Task to carry out: Filter the records below for the word "drooping". Keep each line that has it.

Data for this task:

▬▬▬▬▬▬▬▬▬▬

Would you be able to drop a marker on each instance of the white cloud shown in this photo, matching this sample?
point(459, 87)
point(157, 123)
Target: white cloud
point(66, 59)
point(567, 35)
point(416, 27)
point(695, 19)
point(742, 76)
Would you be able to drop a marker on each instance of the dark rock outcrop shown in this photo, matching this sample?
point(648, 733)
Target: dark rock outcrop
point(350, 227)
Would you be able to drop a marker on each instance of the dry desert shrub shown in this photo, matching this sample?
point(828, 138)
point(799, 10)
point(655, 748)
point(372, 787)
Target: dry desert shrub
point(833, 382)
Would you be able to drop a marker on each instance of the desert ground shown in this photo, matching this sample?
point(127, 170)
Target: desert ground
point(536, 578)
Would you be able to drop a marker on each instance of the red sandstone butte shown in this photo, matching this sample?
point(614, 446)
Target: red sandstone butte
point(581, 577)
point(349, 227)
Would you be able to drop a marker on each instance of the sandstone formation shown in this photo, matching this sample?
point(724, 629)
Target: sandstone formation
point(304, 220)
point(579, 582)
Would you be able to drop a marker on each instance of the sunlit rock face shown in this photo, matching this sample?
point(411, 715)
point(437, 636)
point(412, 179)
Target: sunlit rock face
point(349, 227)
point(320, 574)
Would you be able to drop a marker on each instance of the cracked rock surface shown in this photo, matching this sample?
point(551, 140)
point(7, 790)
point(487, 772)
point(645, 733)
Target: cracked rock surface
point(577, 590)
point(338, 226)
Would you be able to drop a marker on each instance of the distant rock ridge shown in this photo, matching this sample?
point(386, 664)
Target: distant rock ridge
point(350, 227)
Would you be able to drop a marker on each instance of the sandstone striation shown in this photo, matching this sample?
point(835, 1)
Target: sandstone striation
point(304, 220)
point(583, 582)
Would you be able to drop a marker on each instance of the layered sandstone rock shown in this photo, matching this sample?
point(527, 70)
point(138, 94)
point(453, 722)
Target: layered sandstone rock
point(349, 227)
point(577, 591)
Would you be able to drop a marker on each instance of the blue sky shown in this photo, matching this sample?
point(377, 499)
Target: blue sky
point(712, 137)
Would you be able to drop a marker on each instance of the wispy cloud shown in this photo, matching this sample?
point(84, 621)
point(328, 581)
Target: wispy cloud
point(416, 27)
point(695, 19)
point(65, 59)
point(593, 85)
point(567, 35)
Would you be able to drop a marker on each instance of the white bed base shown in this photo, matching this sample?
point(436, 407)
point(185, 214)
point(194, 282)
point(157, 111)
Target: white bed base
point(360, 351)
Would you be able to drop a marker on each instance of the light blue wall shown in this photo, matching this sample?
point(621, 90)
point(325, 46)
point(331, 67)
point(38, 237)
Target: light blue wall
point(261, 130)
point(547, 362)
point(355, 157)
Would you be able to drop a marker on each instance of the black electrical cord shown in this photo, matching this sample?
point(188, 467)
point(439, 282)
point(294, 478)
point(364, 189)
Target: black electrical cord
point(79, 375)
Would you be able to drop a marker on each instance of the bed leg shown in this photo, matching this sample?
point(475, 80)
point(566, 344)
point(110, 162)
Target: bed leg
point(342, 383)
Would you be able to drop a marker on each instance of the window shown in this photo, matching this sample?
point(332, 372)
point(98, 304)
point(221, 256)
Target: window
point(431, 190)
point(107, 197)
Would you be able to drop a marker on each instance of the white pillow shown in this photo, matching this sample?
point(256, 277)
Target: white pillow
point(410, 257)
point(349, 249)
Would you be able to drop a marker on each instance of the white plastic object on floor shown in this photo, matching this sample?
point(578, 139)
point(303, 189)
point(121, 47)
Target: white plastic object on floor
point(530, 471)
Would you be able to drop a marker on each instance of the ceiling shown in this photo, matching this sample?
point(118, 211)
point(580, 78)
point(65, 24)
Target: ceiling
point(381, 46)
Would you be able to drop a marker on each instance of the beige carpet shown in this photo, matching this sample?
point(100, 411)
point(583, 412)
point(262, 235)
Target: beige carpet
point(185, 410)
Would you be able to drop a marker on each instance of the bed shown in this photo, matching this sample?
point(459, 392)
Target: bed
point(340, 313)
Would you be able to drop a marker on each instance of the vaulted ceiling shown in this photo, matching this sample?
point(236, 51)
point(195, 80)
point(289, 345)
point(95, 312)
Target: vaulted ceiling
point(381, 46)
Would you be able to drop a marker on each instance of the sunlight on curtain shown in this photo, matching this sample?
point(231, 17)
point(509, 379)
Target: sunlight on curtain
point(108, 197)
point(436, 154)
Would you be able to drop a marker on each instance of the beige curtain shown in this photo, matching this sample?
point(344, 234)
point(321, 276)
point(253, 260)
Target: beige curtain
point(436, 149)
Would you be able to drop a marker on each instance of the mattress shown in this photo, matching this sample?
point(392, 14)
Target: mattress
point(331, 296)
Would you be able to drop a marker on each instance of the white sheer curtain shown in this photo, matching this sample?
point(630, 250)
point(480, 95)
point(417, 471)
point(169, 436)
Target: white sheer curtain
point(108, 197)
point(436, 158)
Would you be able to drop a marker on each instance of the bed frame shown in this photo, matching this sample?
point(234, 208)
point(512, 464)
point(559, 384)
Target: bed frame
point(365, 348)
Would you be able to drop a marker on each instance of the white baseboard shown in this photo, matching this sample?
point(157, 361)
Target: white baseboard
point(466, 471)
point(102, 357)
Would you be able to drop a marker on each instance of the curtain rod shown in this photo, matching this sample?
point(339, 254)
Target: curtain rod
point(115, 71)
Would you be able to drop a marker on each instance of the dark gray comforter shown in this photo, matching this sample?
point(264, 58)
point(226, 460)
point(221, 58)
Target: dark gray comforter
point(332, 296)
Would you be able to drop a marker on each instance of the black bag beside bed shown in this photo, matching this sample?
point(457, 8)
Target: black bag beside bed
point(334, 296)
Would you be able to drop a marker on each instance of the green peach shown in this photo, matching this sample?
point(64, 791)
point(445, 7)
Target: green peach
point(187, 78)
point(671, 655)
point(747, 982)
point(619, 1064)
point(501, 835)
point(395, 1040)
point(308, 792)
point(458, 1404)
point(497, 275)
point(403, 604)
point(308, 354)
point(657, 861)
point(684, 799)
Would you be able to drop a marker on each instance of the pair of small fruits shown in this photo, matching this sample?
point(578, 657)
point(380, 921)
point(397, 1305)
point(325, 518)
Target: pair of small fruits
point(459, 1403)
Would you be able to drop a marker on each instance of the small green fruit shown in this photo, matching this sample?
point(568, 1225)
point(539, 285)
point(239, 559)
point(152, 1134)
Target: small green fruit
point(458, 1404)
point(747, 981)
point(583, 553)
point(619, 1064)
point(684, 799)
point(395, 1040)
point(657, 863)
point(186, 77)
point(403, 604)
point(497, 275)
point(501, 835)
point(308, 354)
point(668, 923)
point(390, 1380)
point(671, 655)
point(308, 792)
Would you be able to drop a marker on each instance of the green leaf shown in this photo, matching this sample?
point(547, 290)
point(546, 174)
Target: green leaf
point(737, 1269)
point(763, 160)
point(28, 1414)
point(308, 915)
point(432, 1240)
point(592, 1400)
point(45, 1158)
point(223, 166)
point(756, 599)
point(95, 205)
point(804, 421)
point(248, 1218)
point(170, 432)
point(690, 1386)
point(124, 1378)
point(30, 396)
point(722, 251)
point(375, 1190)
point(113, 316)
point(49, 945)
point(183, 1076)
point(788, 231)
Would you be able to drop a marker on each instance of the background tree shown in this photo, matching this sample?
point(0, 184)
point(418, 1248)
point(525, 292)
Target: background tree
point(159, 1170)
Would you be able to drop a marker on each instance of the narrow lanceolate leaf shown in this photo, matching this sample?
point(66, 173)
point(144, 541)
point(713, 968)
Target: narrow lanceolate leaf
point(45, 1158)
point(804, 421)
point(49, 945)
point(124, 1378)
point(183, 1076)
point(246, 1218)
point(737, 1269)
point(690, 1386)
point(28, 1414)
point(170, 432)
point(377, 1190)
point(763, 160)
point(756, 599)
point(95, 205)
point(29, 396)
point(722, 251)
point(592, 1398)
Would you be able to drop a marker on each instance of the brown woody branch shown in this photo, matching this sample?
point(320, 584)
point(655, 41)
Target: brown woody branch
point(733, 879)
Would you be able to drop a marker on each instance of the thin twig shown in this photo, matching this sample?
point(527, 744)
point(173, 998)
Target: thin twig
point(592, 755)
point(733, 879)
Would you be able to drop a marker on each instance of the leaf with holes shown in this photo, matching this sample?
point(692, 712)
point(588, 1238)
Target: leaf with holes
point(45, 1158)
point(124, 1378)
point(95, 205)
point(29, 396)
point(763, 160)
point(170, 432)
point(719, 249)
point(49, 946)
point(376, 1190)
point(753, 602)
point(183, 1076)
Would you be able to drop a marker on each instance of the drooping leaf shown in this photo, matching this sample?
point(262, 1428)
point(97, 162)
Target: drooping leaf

▬▬▬▬▬▬▬▬▬▬

Output of the task:
Would you be able to drop a marker on each instance of the drooping leaf shown in this photo, matching this sample?
Target: drooping leaf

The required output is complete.